+++ DATASET

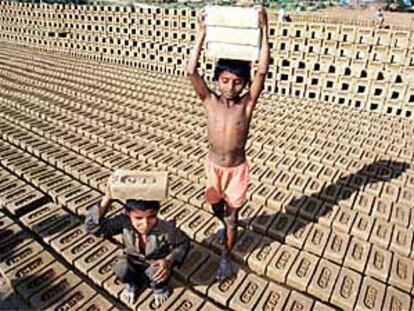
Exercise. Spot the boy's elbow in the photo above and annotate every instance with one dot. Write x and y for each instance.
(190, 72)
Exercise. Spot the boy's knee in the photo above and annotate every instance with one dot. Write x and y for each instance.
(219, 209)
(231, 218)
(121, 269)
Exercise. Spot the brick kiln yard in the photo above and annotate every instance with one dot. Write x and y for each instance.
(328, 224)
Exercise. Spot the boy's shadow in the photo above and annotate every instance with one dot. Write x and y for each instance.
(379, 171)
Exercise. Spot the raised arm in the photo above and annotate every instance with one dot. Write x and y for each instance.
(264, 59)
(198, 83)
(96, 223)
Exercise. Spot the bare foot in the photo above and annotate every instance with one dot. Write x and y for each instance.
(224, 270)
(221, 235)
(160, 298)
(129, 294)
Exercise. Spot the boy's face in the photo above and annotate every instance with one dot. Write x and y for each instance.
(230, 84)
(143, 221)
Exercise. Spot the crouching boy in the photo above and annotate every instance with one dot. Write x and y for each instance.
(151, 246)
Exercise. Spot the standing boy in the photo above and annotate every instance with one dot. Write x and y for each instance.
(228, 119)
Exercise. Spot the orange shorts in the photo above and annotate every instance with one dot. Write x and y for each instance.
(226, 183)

++++++

■ YOUR TASK
Copy out all of the data word for word. Do not carry over any picture.

■ COMPLETED EXERCISE
Exercise. Spot the boy's elbow in the photo above and annotate every instance with one dot. Write x and y for each instance.
(190, 72)
Exercise. Spot the boy's knee in the photo above and annotate every instance with one dot. Write x and y for each instance.
(219, 209)
(231, 218)
(121, 269)
Exercise. Spot the brick kiln yard in the photo above and annotate every instance with one dot. Write x and y for each instance.
(328, 224)
Exercise. Spot the boy's shadow in the photo above and annotate every instance with one dot. Write x and y for each instance.
(379, 171)
Exercise. Spot the raised arm in the photo above and annotate every instance with one dot. Write x and y for each instance.
(264, 59)
(198, 83)
(96, 223)
Exercise. Spot the bare foot in the photo above and annotate every instance with one dot. Write x and y for each instance.
(224, 270)
(221, 235)
(160, 298)
(129, 294)
Exercise. Spot the boy's face in the photo above and annotate every instance with one dot. Write x and y for each instance.
(230, 84)
(143, 221)
Exercise. Spot the crouching boy in the photo above and annotate every instance with one dot. Write x and y for each instance.
(151, 246)
Exercise. Spot the standing boy in the photo above and annotate every instance with one dot. Write x and y for each instance.
(228, 119)
Exercise. Spot the orange shorts in the photo above and annotate every instance with one dot. Write x and y for each instance.
(226, 183)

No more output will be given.